Selected excerpt →
The GFCI protecting the outdoor receptacle(s) can be part of the receptacle, in the panel, or somewhere in between -- the Code simply states that it needs to be protected, and doesn't care about where you put the GFCI. Putting them in the panel can be advantageous in that the wire run between the panel and the receptacle is protected, and that the GFCI is going to be better sheltered in a panel than in a receptacle box.

Don't forget drainage!

One important point with outdoor electrical enclosures (NEMA boxes, junction boxes, panelboard cabinets, and the likes) is that they must be drained -- not only does condensation or any other moisture that gets in need to exit, you need a way for pressure equalization between "inside the box" and "outside the box" to happen to prevent air pressure differences from driving water across the seals, leaving your "weathertight" NEMA 3R not so able to withstand the weather. This is explicitly permitted in the NEC for drain holes not larger than 1/4" by 314.15:

314.15 Damp or Wet Locations. In damp or wet locations, boxes, conduit bodies, and fittings shall be placed or equipped so as to prevent moisture from entering or accumulating within the box, conduit body, or fitting. Boxes, conduit bodies, and fittings installed in wet locations shall be listed for use in wet locations. Approved drainage openings not larger than 6 mm (1/4 in.) shall be permitted to be installed in the field in boxes or conduit bodies listed for use in damp or wet locations. For installation of listed drain fittings, larger openings are permitted to be installed in the field in accordance with manufacturer's instructions.

Data segment →
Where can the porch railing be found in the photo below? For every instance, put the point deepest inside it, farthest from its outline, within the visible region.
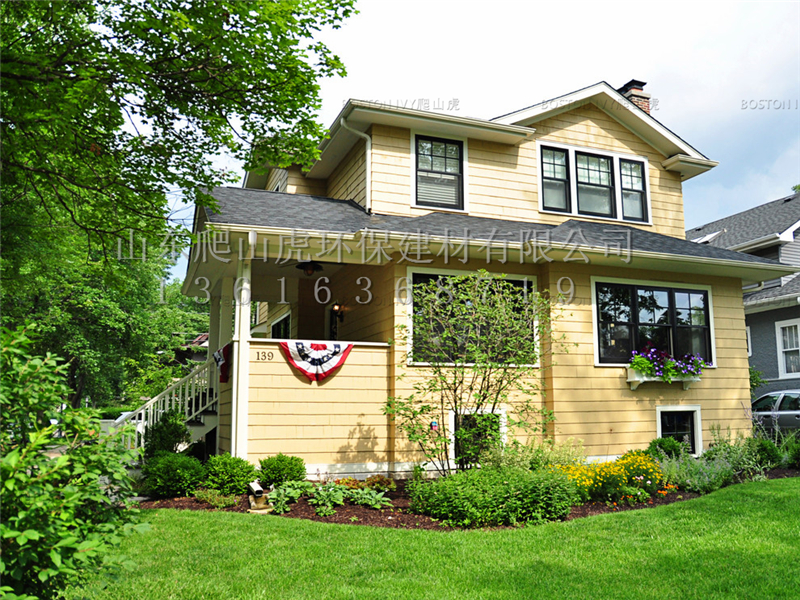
(194, 394)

What is required → In the excerpt on outdoor electrical boxes, what is the largest drainage opening that may be installed in the field in boxes listed for damp or wet locations?

Exercise response → 6 mm (1/4 in.)